Exercise:
Records follow. Copy every line with "tree".

Provided data:
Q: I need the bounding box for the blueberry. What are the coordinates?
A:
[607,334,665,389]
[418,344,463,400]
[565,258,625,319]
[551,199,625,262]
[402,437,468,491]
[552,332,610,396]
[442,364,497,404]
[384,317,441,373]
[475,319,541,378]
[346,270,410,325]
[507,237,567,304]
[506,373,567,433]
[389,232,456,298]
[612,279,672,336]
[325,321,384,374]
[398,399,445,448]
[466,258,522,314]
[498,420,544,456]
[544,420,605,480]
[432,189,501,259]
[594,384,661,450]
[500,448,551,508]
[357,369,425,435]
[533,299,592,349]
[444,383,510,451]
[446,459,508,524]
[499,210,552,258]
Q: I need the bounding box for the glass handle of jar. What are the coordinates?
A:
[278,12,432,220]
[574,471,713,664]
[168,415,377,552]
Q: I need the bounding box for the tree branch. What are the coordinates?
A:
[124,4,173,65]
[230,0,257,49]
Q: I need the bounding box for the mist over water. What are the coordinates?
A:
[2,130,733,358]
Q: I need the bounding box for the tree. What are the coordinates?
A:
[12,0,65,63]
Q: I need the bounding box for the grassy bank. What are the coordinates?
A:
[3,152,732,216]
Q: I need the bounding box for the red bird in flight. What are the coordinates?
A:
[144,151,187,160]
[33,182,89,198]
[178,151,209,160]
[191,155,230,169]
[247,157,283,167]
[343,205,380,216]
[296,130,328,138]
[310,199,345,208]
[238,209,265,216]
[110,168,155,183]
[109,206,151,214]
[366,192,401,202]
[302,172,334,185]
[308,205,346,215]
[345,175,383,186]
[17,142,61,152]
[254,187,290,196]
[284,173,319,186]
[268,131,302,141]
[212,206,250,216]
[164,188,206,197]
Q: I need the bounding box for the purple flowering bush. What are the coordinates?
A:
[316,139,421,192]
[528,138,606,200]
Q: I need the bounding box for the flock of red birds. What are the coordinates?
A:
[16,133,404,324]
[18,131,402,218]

Finished exercise:
Q: I need the bounding box for the tree branch. What are the coordinates?
Q: I need the bounding box for the tree. What are the coordinates?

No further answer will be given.